▶ **What the task asks**: Repeat the following lines exactly and nothing else: the line containing "Question. Indicate a point on each instance of the driveway" and each line after it through the end of the listing.

■ ■ ■ ■ ■ ■ ■

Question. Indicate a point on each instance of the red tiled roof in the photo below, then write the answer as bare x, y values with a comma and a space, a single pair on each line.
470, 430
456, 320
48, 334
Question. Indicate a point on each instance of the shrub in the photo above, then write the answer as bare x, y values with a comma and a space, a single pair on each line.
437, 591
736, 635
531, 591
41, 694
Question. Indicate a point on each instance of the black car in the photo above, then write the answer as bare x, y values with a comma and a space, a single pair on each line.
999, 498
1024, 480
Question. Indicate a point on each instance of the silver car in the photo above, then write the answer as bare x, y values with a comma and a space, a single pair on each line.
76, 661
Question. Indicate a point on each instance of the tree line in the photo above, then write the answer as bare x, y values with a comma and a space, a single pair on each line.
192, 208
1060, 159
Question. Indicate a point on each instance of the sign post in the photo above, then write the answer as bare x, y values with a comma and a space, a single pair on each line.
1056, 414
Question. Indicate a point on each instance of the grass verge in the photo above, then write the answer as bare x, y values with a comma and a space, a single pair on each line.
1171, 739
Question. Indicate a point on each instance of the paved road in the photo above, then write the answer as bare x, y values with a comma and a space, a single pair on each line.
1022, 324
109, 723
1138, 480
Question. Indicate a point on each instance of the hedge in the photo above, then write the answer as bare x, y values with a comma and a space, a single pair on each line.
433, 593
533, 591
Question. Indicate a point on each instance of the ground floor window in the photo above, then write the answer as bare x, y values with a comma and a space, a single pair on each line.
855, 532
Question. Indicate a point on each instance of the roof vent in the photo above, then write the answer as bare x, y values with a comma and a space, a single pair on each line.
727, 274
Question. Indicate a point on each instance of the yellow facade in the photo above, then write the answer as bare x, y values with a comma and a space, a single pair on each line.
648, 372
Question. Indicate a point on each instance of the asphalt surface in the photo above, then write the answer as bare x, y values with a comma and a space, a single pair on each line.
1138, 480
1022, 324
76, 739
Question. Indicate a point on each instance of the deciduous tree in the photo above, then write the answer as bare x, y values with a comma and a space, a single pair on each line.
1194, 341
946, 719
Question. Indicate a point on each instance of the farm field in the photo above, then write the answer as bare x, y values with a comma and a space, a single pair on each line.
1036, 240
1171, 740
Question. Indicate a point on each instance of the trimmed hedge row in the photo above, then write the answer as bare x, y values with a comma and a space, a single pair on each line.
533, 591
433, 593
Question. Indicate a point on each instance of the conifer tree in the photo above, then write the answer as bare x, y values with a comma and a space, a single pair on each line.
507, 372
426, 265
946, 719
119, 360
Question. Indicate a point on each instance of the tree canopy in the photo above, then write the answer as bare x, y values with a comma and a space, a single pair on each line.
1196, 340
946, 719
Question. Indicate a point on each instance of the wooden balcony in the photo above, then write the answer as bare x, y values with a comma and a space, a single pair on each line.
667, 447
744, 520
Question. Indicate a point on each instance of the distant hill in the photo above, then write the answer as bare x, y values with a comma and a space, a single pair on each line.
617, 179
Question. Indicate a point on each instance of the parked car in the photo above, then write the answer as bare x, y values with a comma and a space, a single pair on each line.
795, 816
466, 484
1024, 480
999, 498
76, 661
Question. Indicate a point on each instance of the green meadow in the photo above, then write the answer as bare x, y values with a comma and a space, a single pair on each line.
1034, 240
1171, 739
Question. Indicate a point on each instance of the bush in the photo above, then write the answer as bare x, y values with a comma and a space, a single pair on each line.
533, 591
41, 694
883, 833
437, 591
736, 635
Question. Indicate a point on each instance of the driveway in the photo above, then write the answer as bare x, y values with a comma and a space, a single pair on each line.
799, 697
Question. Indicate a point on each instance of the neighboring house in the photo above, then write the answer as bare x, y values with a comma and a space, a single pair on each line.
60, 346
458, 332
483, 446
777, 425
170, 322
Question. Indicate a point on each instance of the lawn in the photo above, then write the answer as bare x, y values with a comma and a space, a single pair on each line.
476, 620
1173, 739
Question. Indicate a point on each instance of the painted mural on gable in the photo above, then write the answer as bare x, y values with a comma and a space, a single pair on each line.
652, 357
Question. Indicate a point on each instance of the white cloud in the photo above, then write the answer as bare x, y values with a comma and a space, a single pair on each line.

■ ■ ■ ■ ■ ■ ■

▶ **Final answer**:
Question. Indicate a point on each instance of the driveway in the photo above, then write the answer as bare x, y values with a comma and a space, a single pair on each line.
799, 697
Question. Indicate a point on each instance of the neighboring house in the photo above, then write the answer as bare x, y values with a comma and a space, a single pair on each line.
60, 346
458, 332
483, 446
777, 425
170, 322
Question. Indicate a point on each instance of the lawn in the photo above, then write the answer as bare x, y values with a comma and a space, a single pair on each line.
476, 620
1173, 739
Question. Indicate a point on each instance of the painted mural on gable in the photo above, then write the answer as bare x, y values with a comma and a space, a single pair on each line.
652, 357
Question. Indicate a point on each instance of the white cloud in the photo above, then write the answer as bare x, y values with a comma and a space, a single pair on each line.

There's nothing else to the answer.